**Directions**
**1)** Answer these about the Rust cactus stack excerpt:
(a) Which pattern is used to pass around shared memory?
(b) What type is the `len` field of `Node`?
(c) What value does the `new` function give the `node` field?
**2)** Pick up the Rust cactus stack excerpt at the point where it stops and keep writing it.

>> Begin Extract

I'm trying to implement a mutable Cactus Stack in Rust based off of this immutable implementation using the Rc<RefCell<T>> pattern to pass around shared memory:

use std::rc::Rc;
use std::cell::RefCell;

#[derive(Clone, Default)]
pub struct Cactus<T> {
    node: Option<Rc<RefCell<Node<T>>>>,
}

#[derive(Clone)]
pub struct Node<T> {
    val: Rc<RefCell<T>>,
    parent: Option<Rc<RefCell<Node<T>>>>,
    len: usize,
}

impl<T> Cactus<T> {
    pub fn new() -> Cactus<T> {
        Cactus { node: None }
    }

    pub fn is_empty(&self) -> bool {
        self.node.is_none()
    }

    pub fn len(&self) -> usize {
        self.node.as_ref().map_or(0, |x| x.borrow().len)

>> End Extract
>> Begin Dataset content

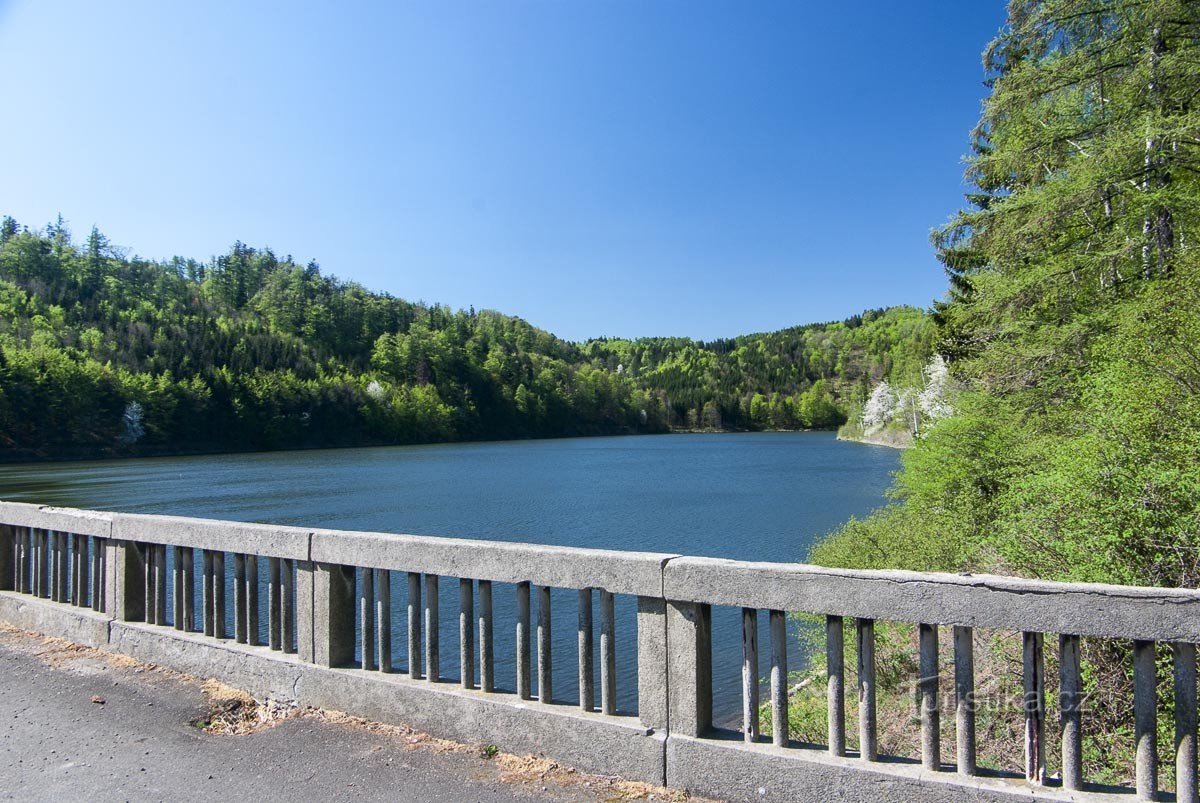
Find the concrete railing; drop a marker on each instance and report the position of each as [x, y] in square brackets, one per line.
[325, 640]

>> End Dataset content

**Responses by task**
**1)**
(a) The Rc<RefCell<T>> pattern
(b) usize
(c) None

**2)**
    }

    pub fn child(&self, val: T) -> Cactus<T> {
        Cactus {
            node: Some(Rc::new(RefCell::new(Node {
                val: Rc::new(RefCell::new(val)),
                parent: self.node.clone(),
                len: self.node.as_ref().map_or(1, |x| x.borrow().len + 1),
            }))),
        }
    }

    pub fn parent(&self) -> Option<Cactus<T>> {
        self.node.as_ref().map(|n| Cactus {
            node: n.borrow().parent.clone(),
        })
    }

    pub fn val(&mut self) -> Option<Rc<RefCell<T>>> {
        self.node.map(|n| n.borrow_mut().val.clone())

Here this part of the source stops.